*Objective*
Copy out all the lines below exactly as they appear, with nothing changed.

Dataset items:
+===+

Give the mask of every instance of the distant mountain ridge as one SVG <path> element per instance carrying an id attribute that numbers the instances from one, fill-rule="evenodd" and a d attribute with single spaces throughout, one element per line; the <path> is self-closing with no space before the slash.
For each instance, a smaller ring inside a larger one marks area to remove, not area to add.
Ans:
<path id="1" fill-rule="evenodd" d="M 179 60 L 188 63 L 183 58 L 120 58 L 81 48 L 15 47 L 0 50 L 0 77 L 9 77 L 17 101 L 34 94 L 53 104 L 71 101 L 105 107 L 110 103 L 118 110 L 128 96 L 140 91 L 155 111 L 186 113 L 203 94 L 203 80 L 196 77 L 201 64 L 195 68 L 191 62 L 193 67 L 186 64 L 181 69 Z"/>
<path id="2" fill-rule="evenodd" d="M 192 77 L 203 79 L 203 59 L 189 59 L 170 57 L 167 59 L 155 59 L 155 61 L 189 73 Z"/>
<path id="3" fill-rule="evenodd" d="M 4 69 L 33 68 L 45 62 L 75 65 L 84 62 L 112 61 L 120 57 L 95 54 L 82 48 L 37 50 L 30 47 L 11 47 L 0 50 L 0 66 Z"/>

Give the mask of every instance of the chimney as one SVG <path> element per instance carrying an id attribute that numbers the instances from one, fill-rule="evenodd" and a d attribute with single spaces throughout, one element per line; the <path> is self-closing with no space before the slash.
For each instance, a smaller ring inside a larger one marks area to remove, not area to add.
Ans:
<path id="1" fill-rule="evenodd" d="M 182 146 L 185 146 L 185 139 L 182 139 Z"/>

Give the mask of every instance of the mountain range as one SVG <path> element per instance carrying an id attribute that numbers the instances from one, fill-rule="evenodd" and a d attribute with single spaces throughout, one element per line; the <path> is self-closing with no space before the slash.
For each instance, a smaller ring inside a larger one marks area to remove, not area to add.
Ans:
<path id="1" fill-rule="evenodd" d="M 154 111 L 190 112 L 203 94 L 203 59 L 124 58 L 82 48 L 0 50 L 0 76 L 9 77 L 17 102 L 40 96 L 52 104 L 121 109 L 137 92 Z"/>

+===+

*Completed exercise*
Give the mask of every instance of the distant mountain ridge as one SVG <path> element per instance carrying an id attribute that numbers the instances from one, fill-rule="evenodd" and a d attribute with single spaces throughout, one element per line; the <path> is self-closing with no space before the slash.
For each instance, a smaller ring inside a larger one marks area to remove, not area to add.
Ans:
<path id="1" fill-rule="evenodd" d="M 179 60 L 188 63 L 183 58 L 120 58 L 81 48 L 15 47 L 0 50 L 0 77 L 9 77 L 17 101 L 34 94 L 53 104 L 71 101 L 105 107 L 110 103 L 118 110 L 128 96 L 140 91 L 155 111 L 186 113 L 203 94 L 203 80 L 196 77 L 201 64 L 195 68 L 191 62 L 193 67 L 186 64 L 181 69 Z"/>
<path id="2" fill-rule="evenodd" d="M 192 77 L 203 79 L 203 59 L 189 59 L 170 57 L 167 59 L 155 59 L 155 61 L 189 73 Z"/>
<path id="3" fill-rule="evenodd" d="M 4 69 L 33 68 L 45 62 L 75 65 L 84 62 L 112 61 L 120 57 L 95 54 L 82 48 L 37 50 L 30 47 L 11 47 L 0 50 L 0 66 Z"/>

Give the mask of every instance of the chimney as one SVG <path> element per instance carrying an id attribute that numbers the instances from one, fill-rule="evenodd" and a d attribute with single spaces throughout, one element per line; the <path> is self-closing with no space before the slash.
For each instance, a smaller ring inside a larger one marks area to remove, not area to add.
Ans:
<path id="1" fill-rule="evenodd" d="M 182 146 L 185 146 L 185 139 L 182 139 Z"/>

Give the mask of every instance of the mountain range as one SVG <path> element per instance carrying an id attribute that numbers the instances from one, fill-rule="evenodd" and a d attribute with single spaces throughout, one element per line; the <path> is self-closing with no space before the slash.
For each instance, a smaller ring inside a larger one marks area to remove, not area to add.
Ans:
<path id="1" fill-rule="evenodd" d="M 154 111 L 190 112 L 203 94 L 203 59 L 124 58 L 82 48 L 0 50 L 0 76 L 9 77 L 17 102 L 40 96 L 52 104 L 121 109 L 137 92 Z"/>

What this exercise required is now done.